The exercise: In the home tour article, how old was Leonard B. Willeke when he designed the Riddle Road house?
══ Given passage ══
Two of biggest names in industrial history
Home Tour: Craftsman-style cottage in University Heights boasts impressive pedigree
Posted at 5:00 AM, May 06, 2016
and last updated 2016-08-29 10:25:16-04

CINCINNATI -- Joe Neiheisel and Emilie Johnson’s little Riddle Road house can be linked to two of the biggest names in early 20th-century American industrial history: Arts & Crafts movement leader Gustav Stickley and car manufacturer Henry Ford.

The Stickley connection is a direct one. Described as being “conveniently arranged for a small family,” plans for Country Cottage III published in the April 1905 issue of the famous furniture maker’s The Craftsman magazine inspired budding Cincinnati architect Leonard B. Willeke to design Neiheisel and Johnson’s house. It likely was the first that Willeke designed and was built for his older sister, Henrietta, and brother-in-law John G. Johannigman.

Just 21 years old at the time, Cincinnati-born and reared Willeke would go on to design dozens of architecturally stunning residential and commercial buildings for famous clients such as Ford, his son Edsel, numerous wealthy Cincinnatians and Detroit-area families, as well as the state of California.

Stickley was on his way in 1905 to becoming the nation’s Arts & Crafts leader. Like William Morris, John Ruskin and Ralph Waldo Emerson before him, Stickley eschewed industrialism and adhered to the belief that making goods by hand connected mankind to art, nature and a higher morality.

Neiheisel and Johnson relate strongly to Stickley and Willeke, and their lifestyles are a perfect match for the simply designed 1,300-square-foot, 2-bedroom, 2½-bathroom cottage.
═══
══ Excerpted records ══
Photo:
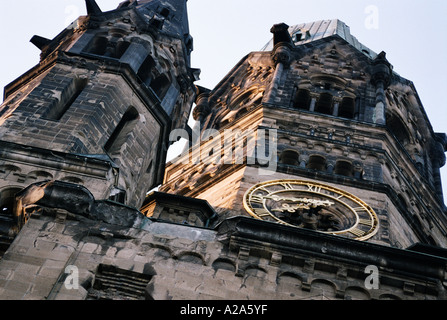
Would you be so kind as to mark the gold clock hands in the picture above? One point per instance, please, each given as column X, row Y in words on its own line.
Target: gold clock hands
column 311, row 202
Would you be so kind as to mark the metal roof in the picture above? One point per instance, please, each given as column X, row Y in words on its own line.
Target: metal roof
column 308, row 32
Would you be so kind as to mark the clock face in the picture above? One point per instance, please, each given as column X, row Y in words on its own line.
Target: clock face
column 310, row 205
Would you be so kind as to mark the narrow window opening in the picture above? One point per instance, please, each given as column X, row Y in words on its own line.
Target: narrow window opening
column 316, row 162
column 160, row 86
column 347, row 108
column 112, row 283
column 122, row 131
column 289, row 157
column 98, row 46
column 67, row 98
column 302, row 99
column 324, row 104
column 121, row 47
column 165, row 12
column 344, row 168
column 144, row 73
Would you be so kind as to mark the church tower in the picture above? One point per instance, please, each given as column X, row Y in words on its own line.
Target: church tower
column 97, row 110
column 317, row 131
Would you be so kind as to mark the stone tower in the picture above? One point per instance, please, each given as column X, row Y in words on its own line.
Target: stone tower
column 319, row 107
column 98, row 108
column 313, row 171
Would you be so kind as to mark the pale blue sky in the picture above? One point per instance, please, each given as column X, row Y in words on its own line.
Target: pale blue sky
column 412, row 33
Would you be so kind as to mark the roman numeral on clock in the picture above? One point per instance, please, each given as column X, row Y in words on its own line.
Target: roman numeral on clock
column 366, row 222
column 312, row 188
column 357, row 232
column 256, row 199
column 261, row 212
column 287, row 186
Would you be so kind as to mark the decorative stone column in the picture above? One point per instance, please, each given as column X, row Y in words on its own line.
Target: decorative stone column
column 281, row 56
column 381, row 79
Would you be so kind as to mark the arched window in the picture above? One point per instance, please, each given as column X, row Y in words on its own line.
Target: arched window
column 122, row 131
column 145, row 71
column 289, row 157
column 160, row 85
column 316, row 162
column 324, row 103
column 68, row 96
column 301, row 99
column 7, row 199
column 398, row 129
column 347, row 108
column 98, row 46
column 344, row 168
═══
Output: He was 21 years old.